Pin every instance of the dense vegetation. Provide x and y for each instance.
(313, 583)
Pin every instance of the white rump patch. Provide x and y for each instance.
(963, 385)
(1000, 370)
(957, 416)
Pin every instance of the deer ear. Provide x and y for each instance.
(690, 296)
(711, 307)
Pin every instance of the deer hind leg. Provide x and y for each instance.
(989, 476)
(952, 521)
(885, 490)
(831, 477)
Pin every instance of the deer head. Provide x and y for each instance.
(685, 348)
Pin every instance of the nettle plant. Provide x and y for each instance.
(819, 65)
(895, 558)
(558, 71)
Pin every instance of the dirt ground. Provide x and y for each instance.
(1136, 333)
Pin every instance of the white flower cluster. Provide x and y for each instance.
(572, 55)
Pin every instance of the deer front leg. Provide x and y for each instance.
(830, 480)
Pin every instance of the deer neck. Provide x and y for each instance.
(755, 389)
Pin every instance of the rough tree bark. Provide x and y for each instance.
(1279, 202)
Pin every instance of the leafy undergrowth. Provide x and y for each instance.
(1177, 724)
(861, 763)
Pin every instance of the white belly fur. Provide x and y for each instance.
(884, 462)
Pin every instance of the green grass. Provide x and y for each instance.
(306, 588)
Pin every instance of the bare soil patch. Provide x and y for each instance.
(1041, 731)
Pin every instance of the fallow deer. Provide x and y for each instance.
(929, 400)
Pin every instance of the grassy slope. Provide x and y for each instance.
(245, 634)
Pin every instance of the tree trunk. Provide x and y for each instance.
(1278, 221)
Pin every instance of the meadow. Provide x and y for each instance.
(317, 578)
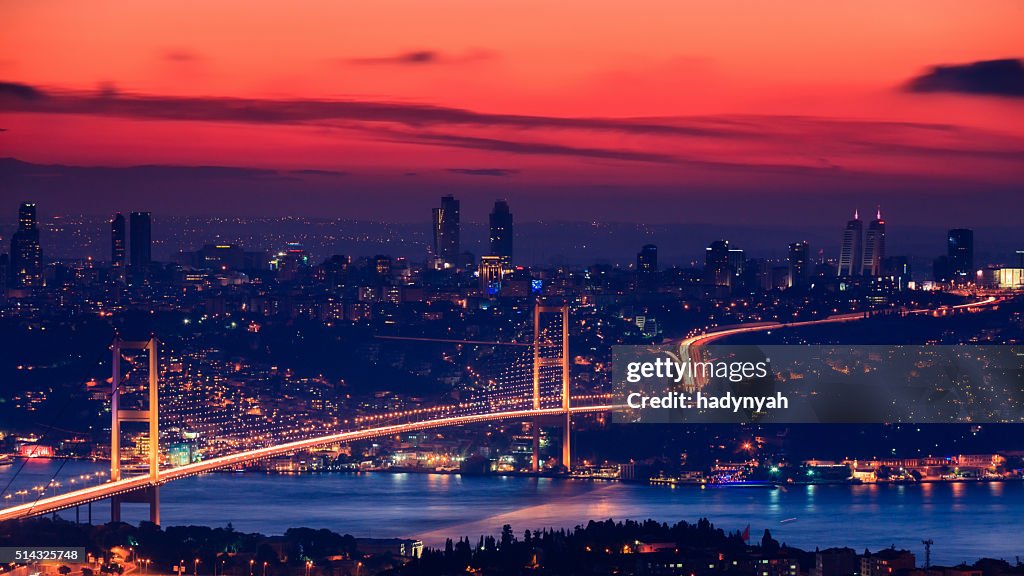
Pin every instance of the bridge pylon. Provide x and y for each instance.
(562, 361)
(151, 416)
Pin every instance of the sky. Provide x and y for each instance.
(731, 112)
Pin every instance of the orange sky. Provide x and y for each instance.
(807, 86)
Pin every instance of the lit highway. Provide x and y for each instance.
(99, 492)
(708, 337)
(102, 491)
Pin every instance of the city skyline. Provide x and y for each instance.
(348, 121)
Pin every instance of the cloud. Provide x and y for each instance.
(317, 172)
(26, 98)
(19, 91)
(414, 57)
(421, 57)
(529, 148)
(483, 171)
(10, 167)
(181, 55)
(996, 78)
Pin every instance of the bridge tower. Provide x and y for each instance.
(151, 416)
(562, 361)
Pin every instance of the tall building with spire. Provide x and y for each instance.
(118, 246)
(960, 247)
(26, 252)
(501, 231)
(850, 257)
(446, 232)
(875, 246)
(140, 248)
(800, 263)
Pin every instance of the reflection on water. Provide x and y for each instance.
(967, 521)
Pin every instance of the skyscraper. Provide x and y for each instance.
(140, 248)
(960, 247)
(647, 260)
(446, 232)
(118, 246)
(850, 255)
(875, 246)
(501, 231)
(26, 252)
(799, 263)
(717, 269)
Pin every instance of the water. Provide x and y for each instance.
(967, 521)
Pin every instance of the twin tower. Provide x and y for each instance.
(862, 253)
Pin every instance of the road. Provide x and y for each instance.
(103, 491)
(708, 337)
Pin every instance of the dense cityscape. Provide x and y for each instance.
(244, 333)
(561, 288)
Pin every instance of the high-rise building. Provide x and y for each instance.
(800, 253)
(26, 252)
(717, 259)
(850, 255)
(446, 232)
(647, 260)
(875, 246)
(492, 272)
(140, 247)
(501, 231)
(119, 242)
(960, 247)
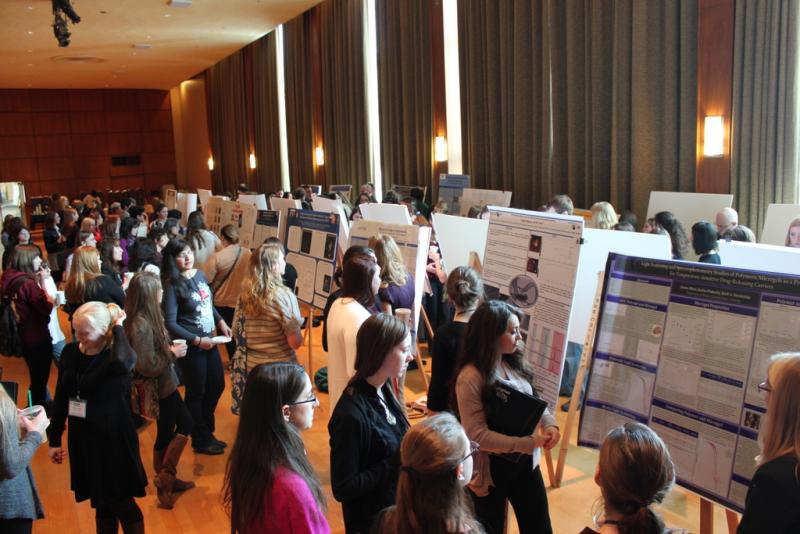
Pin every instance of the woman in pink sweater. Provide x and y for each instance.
(270, 485)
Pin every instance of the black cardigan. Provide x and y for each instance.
(365, 454)
(773, 500)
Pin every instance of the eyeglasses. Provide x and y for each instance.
(474, 446)
(312, 399)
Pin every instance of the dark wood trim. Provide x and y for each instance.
(714, 89)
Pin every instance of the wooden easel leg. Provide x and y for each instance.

———

■ **Stated task**: Rewrite the lines from the one containing "Pin every instance of the woman" through the end of the records, inclusive, as a Markdown table with the columns Row and Line. Number each row and leave out any blank lines.

■ **Worked answer**:
| Row | Line |
|---|---|
| 1 | Pin every instance of the woman in pink sweater. Provide x and y for each instance. |
| 2 | (270, 485) |
| 3 | Pin every instance of the black cardigan. Provide x and y for each instance. |
| 4 | (365, 454) |
| 5 | (773, 500) |
| 6 | Pin every instance of the eyeglasses. Provide x and y for each instance. |
| 7 | (474, 446) |
| 8 | (312, 399) |
| 9 | Pin every instance of the dark wood trim. Provide x and y for each instance. |
| 10 | (714, 89) |
| 11 | Pin every instance of the wooden easel leg. Provide x and y for each instance. |